• INSTRUCTIONS TO FOLLOW
Rewrite the records below as a numbered list, leaving out the blank lines.

• ENTRIES
»»

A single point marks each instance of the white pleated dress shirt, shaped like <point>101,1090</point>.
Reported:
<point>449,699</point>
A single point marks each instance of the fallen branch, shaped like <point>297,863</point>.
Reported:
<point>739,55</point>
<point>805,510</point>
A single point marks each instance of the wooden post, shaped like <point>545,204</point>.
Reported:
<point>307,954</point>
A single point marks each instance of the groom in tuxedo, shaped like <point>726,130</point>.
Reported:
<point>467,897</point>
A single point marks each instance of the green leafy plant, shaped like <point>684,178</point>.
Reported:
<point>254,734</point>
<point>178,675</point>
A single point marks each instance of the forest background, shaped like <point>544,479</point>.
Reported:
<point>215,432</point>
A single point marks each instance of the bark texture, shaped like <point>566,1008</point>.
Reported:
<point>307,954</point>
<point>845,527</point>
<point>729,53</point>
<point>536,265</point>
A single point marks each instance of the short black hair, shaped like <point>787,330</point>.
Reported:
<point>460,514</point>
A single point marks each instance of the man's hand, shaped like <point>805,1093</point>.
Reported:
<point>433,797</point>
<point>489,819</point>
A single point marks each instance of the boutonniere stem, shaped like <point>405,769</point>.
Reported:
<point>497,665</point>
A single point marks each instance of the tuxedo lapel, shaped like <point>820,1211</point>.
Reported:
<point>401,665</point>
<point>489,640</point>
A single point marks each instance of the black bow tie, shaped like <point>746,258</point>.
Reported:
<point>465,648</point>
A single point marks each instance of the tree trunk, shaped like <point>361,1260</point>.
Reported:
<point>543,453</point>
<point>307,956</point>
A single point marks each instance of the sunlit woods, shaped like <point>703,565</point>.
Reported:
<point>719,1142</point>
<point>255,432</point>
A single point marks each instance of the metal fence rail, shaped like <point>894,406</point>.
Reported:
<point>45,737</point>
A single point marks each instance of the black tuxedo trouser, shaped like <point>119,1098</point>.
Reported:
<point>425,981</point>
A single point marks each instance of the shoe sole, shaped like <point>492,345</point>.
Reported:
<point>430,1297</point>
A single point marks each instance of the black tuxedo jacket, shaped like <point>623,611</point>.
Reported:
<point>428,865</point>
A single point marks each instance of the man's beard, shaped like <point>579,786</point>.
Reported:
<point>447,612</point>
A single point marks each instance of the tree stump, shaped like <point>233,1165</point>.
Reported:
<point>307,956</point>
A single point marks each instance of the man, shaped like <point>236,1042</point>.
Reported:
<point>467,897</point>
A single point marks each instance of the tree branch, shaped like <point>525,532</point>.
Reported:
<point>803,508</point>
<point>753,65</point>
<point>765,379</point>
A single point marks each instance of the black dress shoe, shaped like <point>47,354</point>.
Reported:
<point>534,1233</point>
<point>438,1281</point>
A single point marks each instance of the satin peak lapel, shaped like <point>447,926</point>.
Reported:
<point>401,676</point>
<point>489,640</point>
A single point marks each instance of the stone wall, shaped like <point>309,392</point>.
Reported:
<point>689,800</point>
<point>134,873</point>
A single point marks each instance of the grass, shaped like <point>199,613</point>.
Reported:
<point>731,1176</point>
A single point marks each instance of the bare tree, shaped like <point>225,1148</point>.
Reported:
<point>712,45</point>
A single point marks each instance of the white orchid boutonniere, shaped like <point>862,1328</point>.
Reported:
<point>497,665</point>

««

• SOLVED PROBLEM
1. A single point marks each instance of the white pleated dress shirt, shaped like <point>101,1090</point>.
2. Reported:
3. <point>449,699</point>
4. A single point marks each instance of the fallen branch, shaped like <point>297,863</point>.
5. Reported:
6. <point>739,55</point>
7. <point>805,510</point>
8. A single point marks each instance of the wooden post, shaped like <point>545,204</point>.
9. Reported:
10. <point>307,954</point>
11. A single point marks each instance of the groom in tuxedo, shaped like <point>726,130</point>.
12. Reported:
13. <point>467,897</point>
14. A single point marks each instance of the green leafy plant, shaped like <point>684,178</point>.
15. Reported:
16. <point>254,734</point>
17. <point>178,675</point>
18. A single point marks each instance of the forest background, shaped like <point>544,479</point>.
19. Reported:
20. <point>215,432</point>
21. A single point marks each instance of the bark texture, shaped like <point>566,1008</point>.
22. Reported:
23. <point>307,954</point>
24. <point>845,527</point>
25. <point>729,53</point>
26. <point>536,265</point>
27. A single point marks each instance of the short black hair, shaped like <point>787,330</point>.
28. Reported:
29. <point>460,514</point>
30. A single point marks each instance of the man's hand, shaped like <point>805,1093</point>.
31. Reported:
32. <point>433,797</point>
33. <point>489,819</point>
34. A single point marks each instance of the boutonniere stem, shaped like <point>405,769</point>.
35. Reported:
36. <point>497,665</point>
37. A single point marks each instance of the tuxedo lapel, shaped like <point>820,1211</point>.
38. Reported:
39. <point>401,665</point>
40. <point>489,640</point>
41. A single point marks each instance of the black bow tie, shaped like <point>746,258</point>.
42. Reported:
43. <point>465,648</point>
44. A single point marks each instance of the tree trunk, shaped like <point>361,1260</point>.
45. Reported:
46. <point>543,453</point>
47. <point>307,956</point>
48. A single point marks each instance of the sunlit woods, shaped like <point>703,565</point>.
49. Reported:
50. <point>719,1142</point>
51. <point>255,432</point>
52. A single point marks each instance of the metal fence rail, shaped like <point>894,406</point>.
53. Reported:
54. <point>45,737</point>
55. A single point marks each instance of the black tuxedo trouser, shaped like <point>119,1098</point>.
56. Reported:
57. <point>425,981</point>
58. A single point marks each instance of the shoe sole, shaped like <point>492,345</point>.
59. Reported:
60. <point>430,1297</point>
61. A single point marks each instance of the black tuxedo jacket, shaped like <point>623,611</point>.
62. Reported:
63. <point>428,865</point>
64. A single point marks each instance of the man's beard, shaped like <point>579,786</point>.
65. Reported:
66. <point>447,612</point>
67. A single point marks each instance of the tree stump, shaped like <point>233,1165</point>.
68. Reported:
69. <point>307,956</point>
70. A single point marks each instance of the man, shaped like <point>236,1042</point>.
71. Reported:
72. <point>467,897</point>
73. A single point marks each instance of the tree branch, shaped like <point>525,532</point>.
74. Reported:
75. <point>803,508</point>
76. <point>753,65</point>
77. <point>765,379</point>
78. A single point marks each instance of the black dress shoe, shaped like <point>47,354</point>.
79. Reported:
80. <point>534,1233</point>
81. <point>438,1281</point>
82. A single point marks each instance of the satin peak lapel, shaped like <point>447,926</point>.
83. Reported:
84. <point>401,676</point>
85. <point>489,640</point>
86. A single point marks each instance of the stone wall, shaped like <point>309,392</point>.
87. Reported:
88. <point>689,800</point>
89. <point>134,873</point>
90. A single point marks each instance of the grass, shaped like <point>199,613</point>.
91. Reported:
92. <point>731,1176</point>
93. A single point marks each instance of the bare tree, shaped like <point>225,1148</point>.
94. Reported:
95. <point>712,45</point>
96. A single point marks each instance of the white orchid boutonniere, shaped like <point>862,1328</point>.
97. Reported:
98. <point>497,665</point>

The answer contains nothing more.